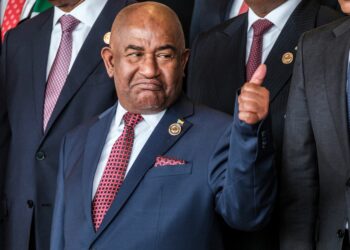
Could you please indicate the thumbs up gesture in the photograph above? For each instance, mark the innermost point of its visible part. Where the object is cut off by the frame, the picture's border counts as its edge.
(253, 101)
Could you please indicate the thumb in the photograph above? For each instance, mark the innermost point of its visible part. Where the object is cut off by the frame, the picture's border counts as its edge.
(259, 75)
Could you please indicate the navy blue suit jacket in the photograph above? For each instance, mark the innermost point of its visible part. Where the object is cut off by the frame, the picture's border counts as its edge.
(168, 207)
(31, 172)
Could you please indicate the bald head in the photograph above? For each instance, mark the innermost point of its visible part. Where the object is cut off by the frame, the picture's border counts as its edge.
(146, 57)
(153, 15)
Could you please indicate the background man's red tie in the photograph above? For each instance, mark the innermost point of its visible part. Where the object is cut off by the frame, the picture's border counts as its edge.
(12, 16)
(244, 8)
(59, 69)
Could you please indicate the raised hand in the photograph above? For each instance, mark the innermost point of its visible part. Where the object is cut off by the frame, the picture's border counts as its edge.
(253, 101)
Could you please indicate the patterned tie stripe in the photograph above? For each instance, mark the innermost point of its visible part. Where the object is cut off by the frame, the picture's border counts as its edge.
(114, 173)
(255, 56)
(244, 8)
(11, 16)
(59, 70)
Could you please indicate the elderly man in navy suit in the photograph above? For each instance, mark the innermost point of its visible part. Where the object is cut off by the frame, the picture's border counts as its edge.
(143, 175)
(52, 79)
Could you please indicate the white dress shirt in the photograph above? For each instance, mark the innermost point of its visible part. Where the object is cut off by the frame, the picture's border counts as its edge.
(87, 13)
(279, 18)
(143, 131)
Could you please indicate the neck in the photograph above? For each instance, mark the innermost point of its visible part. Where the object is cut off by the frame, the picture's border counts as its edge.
(262, 10)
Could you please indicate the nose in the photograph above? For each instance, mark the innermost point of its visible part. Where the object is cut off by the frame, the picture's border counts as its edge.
(149, 67)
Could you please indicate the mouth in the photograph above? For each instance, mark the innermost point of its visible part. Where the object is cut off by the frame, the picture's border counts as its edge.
(152, 85)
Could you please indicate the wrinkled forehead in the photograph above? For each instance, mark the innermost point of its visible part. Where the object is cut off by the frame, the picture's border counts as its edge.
(149, 34)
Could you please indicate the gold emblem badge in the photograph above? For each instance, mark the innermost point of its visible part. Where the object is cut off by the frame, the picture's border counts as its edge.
(175, 128)
(107, 38)
(287, 58)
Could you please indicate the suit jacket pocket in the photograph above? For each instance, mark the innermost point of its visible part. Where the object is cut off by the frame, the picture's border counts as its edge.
(170, 170)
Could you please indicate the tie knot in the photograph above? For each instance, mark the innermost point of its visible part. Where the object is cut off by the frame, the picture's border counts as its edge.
(68, 23)
(261, 26)
(131, 120)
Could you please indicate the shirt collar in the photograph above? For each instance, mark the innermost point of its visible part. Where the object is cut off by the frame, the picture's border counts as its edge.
(87, 12)
(152, 120)
(279, 16)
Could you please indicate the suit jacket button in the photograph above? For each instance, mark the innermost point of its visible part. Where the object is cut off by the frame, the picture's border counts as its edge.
(340, 233)
(348, 183)
(30, 203)
(40, 155)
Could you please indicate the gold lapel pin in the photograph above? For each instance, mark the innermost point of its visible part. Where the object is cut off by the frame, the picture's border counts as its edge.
(175, 128)
(287, 58)
(107, 38)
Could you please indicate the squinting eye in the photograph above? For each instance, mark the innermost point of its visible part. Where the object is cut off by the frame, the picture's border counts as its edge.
(165, 56)
(135, 54)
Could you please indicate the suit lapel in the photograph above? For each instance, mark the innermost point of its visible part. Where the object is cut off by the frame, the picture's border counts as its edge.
(158, 144)
(41, 45)
(87, 60)
(335, 81)
(237, 52)
(301, 20)
(93, 148)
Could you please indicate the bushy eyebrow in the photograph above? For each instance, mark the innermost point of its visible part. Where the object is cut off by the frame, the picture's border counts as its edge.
(134, 47)
(139, 48)
(167, 46)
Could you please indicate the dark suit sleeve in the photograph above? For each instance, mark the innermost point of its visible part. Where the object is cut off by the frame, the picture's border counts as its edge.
(192, 87)
(299, 181)
(57, 228)
(242, 175)
(5, 133)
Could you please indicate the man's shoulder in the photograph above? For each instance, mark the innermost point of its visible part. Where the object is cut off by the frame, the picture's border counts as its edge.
(30, 26)
(227, 28)
(325, 32)
(326, 15)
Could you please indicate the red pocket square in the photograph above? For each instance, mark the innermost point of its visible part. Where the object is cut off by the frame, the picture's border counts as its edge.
(168, 161)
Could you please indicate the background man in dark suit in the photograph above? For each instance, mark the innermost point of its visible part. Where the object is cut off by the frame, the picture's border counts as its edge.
(52, 79)
(209, 13)
(223, 58)
(315, 180)
(173, 197)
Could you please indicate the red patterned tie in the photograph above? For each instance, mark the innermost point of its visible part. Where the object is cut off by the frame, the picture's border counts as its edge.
(244, 8)
(11, 16)
(59, 70)
(114, 173)
(255, 55)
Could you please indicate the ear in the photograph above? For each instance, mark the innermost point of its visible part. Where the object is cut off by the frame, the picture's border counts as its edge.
(184, 58)
(107, 56)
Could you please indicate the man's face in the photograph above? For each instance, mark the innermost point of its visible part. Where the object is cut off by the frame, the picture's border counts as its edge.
(147, 64)
(345, 6)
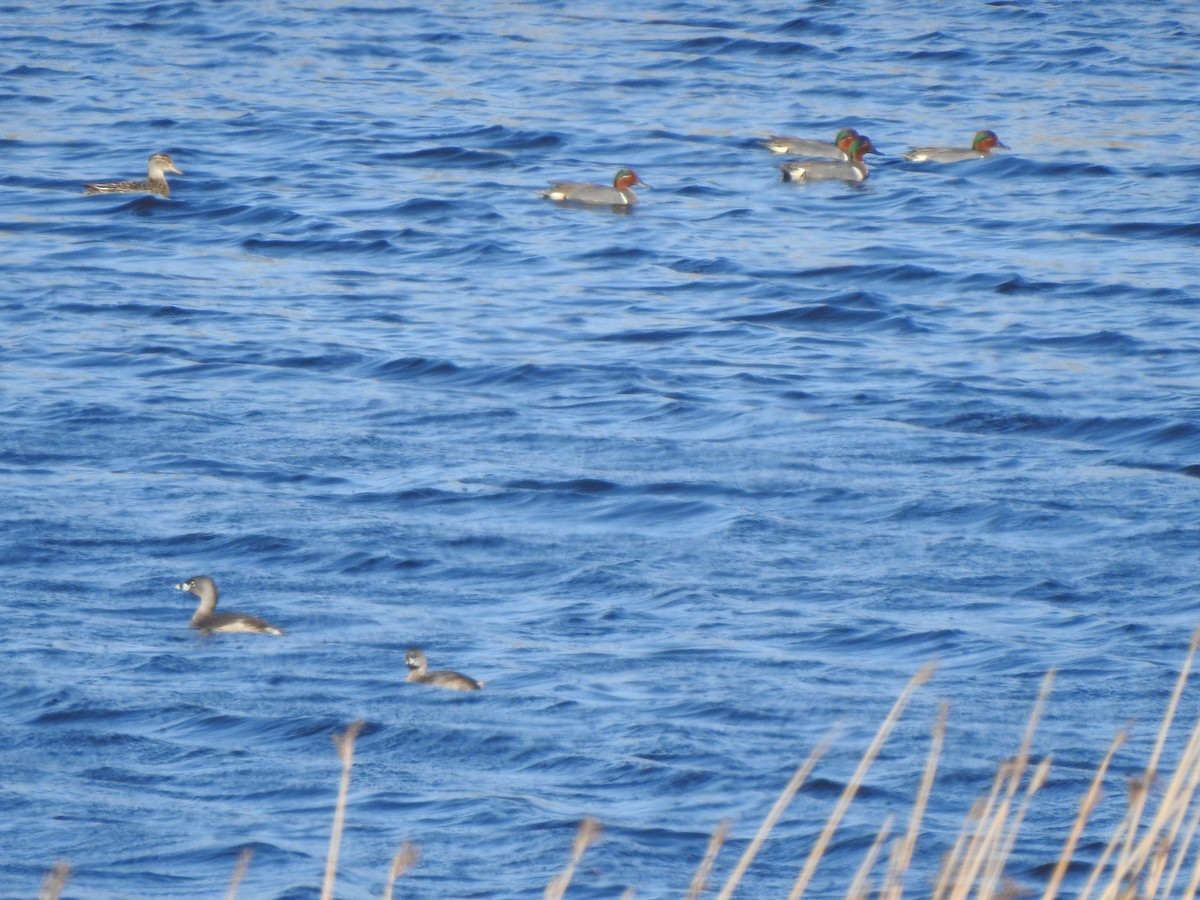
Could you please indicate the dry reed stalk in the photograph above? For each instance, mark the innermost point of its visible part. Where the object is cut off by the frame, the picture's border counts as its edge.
(401, 863)
(798, 778)
(1181, 804)
(856, 781)
(1114, 841)
(1135, 856)
(858, 887)
(991, 828)
(951, 858)
(239, 873)
(1183, 852)
(587, 835)
(995, 868)
(987, 832)
(982, 814)
(706, 865)
(1194, 882)
(345, 744)
(1085, 810)
(55, 881)
(901, 858)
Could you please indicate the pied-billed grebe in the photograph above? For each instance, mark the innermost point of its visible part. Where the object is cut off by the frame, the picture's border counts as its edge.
(208, 621)
(156, 179)
(619, 195)
(417, 672)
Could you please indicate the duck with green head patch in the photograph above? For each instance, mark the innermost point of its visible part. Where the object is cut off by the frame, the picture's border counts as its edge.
(815, 149)
(852, 169)
(982, 145)
(619, 195)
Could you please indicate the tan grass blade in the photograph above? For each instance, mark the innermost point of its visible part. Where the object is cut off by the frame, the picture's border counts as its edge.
(991, 827)
(706, 865)
(239, 873)
(856, 781)
(798, 778)
(901, 858)
(1114, 843)
(1182, 852)
(587, 835)
(405, 858)
(858, 888)
(345, 744)
(1137, 856)
(995, 867)
(1085, 810)
(953, 858)
(967, 846)
(55, 881)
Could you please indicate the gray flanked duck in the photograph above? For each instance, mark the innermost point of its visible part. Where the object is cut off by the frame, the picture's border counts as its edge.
(419, 673)
(619, 195)
(810, 149)
(156, 179)
(982, 145)
(208, 621)
(852, 169)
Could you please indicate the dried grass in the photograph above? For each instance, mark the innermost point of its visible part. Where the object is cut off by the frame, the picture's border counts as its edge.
(1149, 852)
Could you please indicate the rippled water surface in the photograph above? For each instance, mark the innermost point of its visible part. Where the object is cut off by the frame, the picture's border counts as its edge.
(690, 487)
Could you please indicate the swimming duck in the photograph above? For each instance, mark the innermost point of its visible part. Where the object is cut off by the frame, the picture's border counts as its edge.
(619, 195)
(156, 179)
(208, 621)
(981, 149)
(815, 149)
(852, 169)
(443, 678)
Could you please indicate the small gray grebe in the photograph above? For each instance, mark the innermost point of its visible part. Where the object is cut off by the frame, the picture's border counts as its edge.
(156, 179)
(208, 621)
(417, 672)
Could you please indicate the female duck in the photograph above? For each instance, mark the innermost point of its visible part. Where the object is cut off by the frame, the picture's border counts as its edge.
(619, 195)
(156, 179)
(815, 149)
(443, 678)
(982, 145)
(852, 169)
(208, 621)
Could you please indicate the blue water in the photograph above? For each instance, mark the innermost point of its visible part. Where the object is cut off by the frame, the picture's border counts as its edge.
(690, 487)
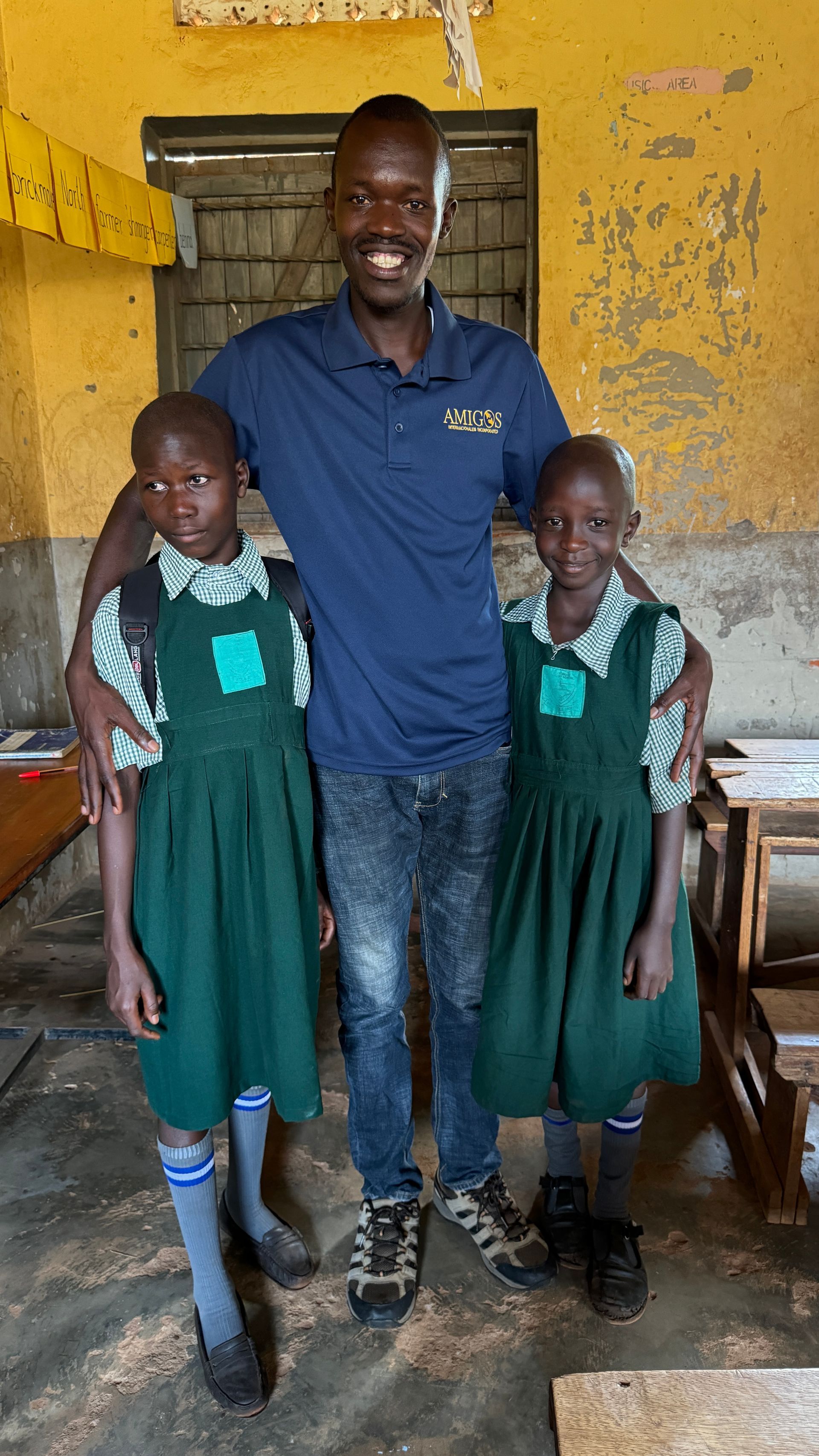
- - - - - - -
- The task -
Extract the lines of the records verbatim, starting at the line that contains "Could you please indicate the blue" and running through the end of the records, with both ends included. Omit the pictures from your answer.

- Solution -
Could you please indicate the blue water in the photograph above? For each instance, mark the innermost point of its visible part. Where the object is cut off by the frame, the picture's border counts as its edge.
(690, 487)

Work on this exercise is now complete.